COMPITI DA SVOLGERE:
1. Rispondi a queste domande sul testo relativo al mercato unico europeo.
(a) Qual è il problema principale europeo per quanto riguarda l'attenuazione delle esternalità negative?
(b) Quali barriere vanno rimosse soprattutto?
(c) A quanto potrebbero ammontare i benefici dell'eliminazione delle barriere, ed entro quando?
2. Ricopia parola per parola un passo del testo sul mercato unico europeo. Comincia dalle parole "La necessità di" e fermati dopo "Next Generation EU[9].".

TESTO:
»»
La necessità di rafforzare il mercato unico, senza però danneggiarne i principi fondanti, richiede una riflessione politica per mitigare le esternalità negative nel breve periodo e prepararsi alle sfide geopolitiche nel medio-lungo termine. Per quanto riguarda l’attenuazione delle esternalità negative, il problema principale europeo è quello della difficoltà delle proprie aziende di fare scala e competere con i giganti americani e cinesi. Il primo passo per risolvere questo problema è rimuovere ulteriormente le barriere, soprattutto legali e normative, che ancora attanagliano il mercato europeo. I benefici derivanti dall’eliminazione delle barriere al mercato unico dei beni e dei servizi potrebbero ammontare a 713 miliardi di euro entro la fine del 2029, una somma simile agli investimenti previsti dal pacchetto di rilancio Next Generation EU[9].
««
MATERIALE ESTRATTO:
»»
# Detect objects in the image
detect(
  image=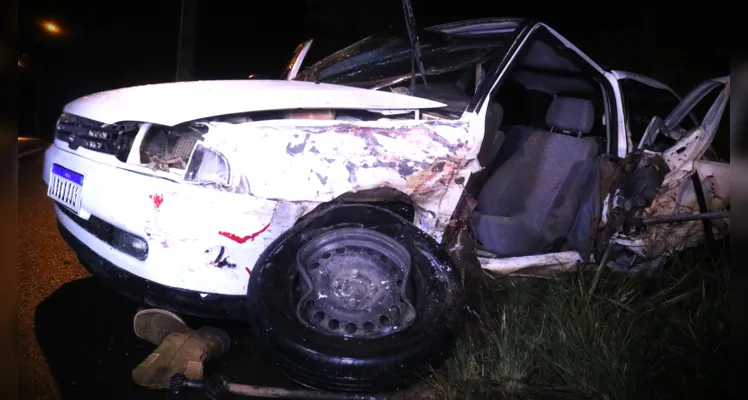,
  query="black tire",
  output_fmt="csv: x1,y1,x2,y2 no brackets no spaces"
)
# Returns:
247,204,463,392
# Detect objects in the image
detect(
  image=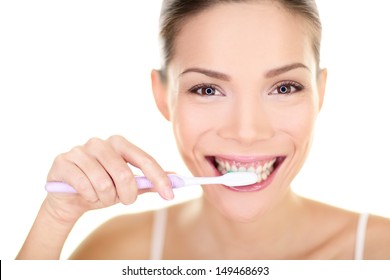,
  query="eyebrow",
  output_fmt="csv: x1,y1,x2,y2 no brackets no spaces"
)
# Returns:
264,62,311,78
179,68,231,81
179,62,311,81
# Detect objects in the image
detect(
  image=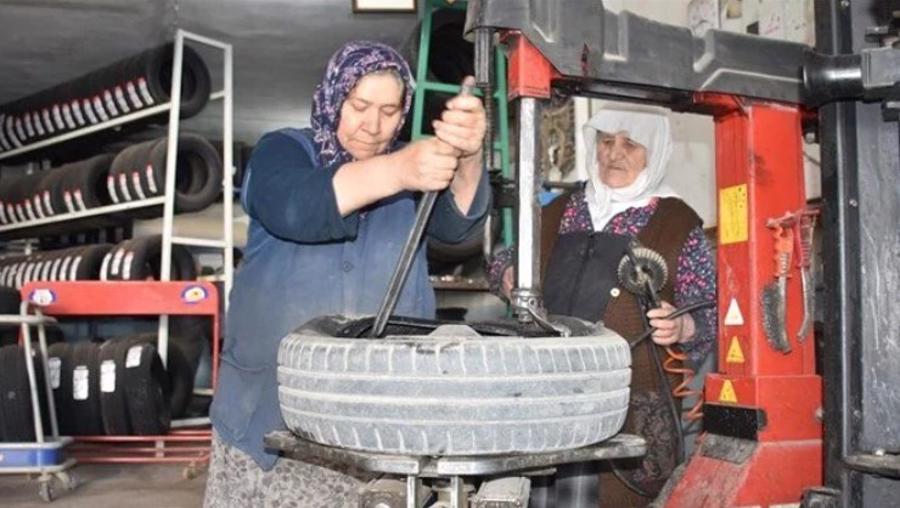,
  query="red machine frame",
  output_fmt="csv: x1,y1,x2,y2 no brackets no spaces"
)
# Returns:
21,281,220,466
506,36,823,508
««
»»
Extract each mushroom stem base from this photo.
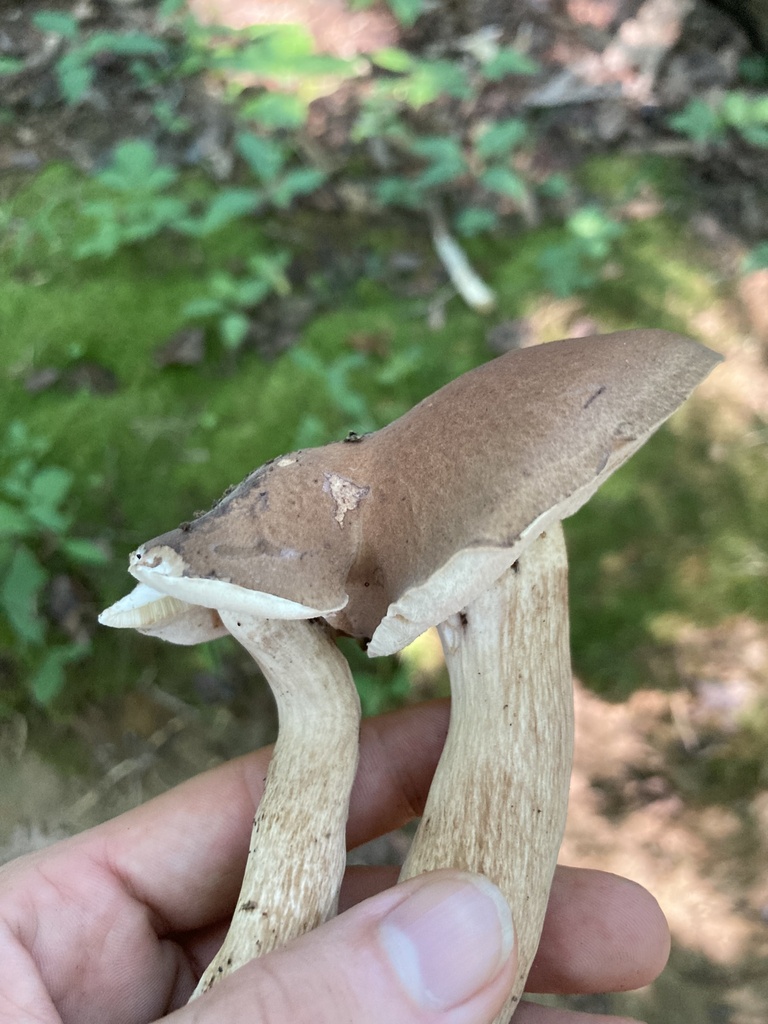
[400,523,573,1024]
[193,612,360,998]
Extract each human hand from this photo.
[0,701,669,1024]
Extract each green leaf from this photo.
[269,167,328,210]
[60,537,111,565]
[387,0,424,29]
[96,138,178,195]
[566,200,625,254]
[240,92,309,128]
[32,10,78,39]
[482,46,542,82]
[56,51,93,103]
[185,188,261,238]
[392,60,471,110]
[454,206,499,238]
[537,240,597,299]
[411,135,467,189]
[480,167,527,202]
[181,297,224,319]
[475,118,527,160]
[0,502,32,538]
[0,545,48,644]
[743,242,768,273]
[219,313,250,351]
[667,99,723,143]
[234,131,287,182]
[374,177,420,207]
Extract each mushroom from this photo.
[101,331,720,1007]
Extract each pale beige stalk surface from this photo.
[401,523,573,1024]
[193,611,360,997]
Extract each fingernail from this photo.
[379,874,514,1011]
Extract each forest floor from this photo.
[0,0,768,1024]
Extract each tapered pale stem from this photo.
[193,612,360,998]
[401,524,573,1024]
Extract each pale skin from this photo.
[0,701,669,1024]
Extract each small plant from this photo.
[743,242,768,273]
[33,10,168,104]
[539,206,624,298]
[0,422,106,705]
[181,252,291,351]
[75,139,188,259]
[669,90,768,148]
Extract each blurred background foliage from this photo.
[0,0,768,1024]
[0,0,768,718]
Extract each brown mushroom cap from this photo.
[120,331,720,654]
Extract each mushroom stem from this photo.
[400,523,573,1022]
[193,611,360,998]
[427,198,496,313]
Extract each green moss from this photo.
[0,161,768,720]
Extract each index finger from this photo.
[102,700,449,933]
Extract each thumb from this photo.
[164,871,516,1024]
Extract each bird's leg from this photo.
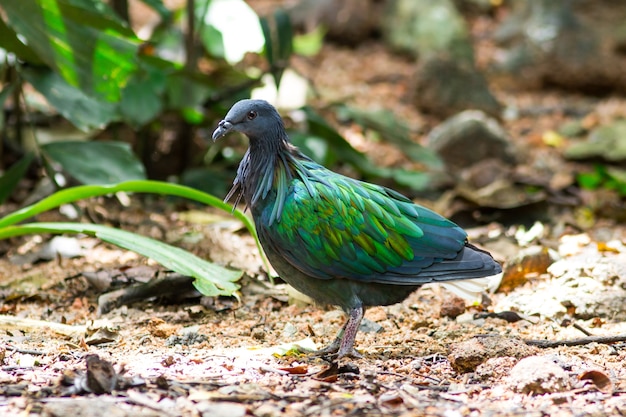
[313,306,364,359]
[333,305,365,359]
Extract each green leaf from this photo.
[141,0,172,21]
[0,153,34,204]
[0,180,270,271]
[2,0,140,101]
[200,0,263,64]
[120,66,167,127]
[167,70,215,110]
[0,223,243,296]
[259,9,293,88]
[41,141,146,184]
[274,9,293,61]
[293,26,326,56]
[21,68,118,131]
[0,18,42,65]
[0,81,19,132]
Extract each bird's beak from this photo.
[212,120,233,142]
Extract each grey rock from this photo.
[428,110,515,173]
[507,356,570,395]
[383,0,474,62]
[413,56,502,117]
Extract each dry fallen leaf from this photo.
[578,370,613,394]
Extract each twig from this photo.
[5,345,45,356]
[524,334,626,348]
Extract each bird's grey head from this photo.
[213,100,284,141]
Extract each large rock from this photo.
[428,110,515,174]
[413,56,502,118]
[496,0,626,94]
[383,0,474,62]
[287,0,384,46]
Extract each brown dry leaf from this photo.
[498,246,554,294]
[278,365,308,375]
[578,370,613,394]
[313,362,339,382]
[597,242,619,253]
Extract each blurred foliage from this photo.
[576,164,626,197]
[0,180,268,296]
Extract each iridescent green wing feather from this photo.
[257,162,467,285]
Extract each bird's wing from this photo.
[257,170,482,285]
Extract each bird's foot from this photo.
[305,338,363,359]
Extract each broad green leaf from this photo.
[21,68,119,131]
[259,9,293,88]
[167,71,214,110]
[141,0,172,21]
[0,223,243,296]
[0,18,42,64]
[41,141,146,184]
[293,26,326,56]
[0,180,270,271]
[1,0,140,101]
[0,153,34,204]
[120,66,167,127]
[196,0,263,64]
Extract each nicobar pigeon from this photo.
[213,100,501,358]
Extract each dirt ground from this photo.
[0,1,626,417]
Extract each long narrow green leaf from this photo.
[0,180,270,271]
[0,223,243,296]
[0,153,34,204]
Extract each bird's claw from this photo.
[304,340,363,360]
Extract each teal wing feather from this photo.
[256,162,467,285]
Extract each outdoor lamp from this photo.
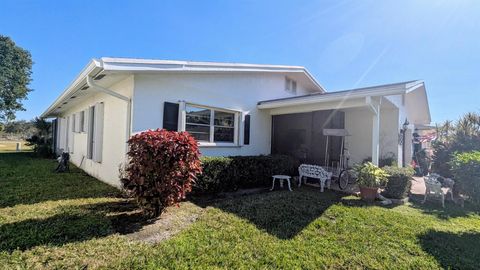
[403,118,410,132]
««
SOLUZIONI:
1.
(a) La difficoltà delle aziende europee di fare scala e competere con i giganti americani e cinesi.
(b) Soprattutto quelle legali e normative.
(c) A 713 miliardi di euro entro la fine del 2029.

2.
La necessità di rafforzare il mercato unico, senza però danneggiarne i principi fondanti, richiede una riflessione politica per mitigare le esternalità negative nel breve periodo e prepararsi alle sfide geopolitiche nel medio-lungo termine. Per quanto riguarda l’attenuazione delle esternalità negative, il problema principale europeo è quello della difficoltà delle proprie aziende di fare scala e competere con i giganti americani e cinesi. Il primo passo per risolvere questo problema è rimuovere ulteriormente le barriere, soprattutto legali e normative, che ancora attanagliano il mercato europeo. I benefici derivanti dall’eliminazione delle barriere al mercato unico dei beni e dei servizi potrebbero ammontare a 713 miliardi di euro entro la fine del 2029, una somma simile agli investimenti previsti dal pacchetto di rilancio Next Generation EU[9].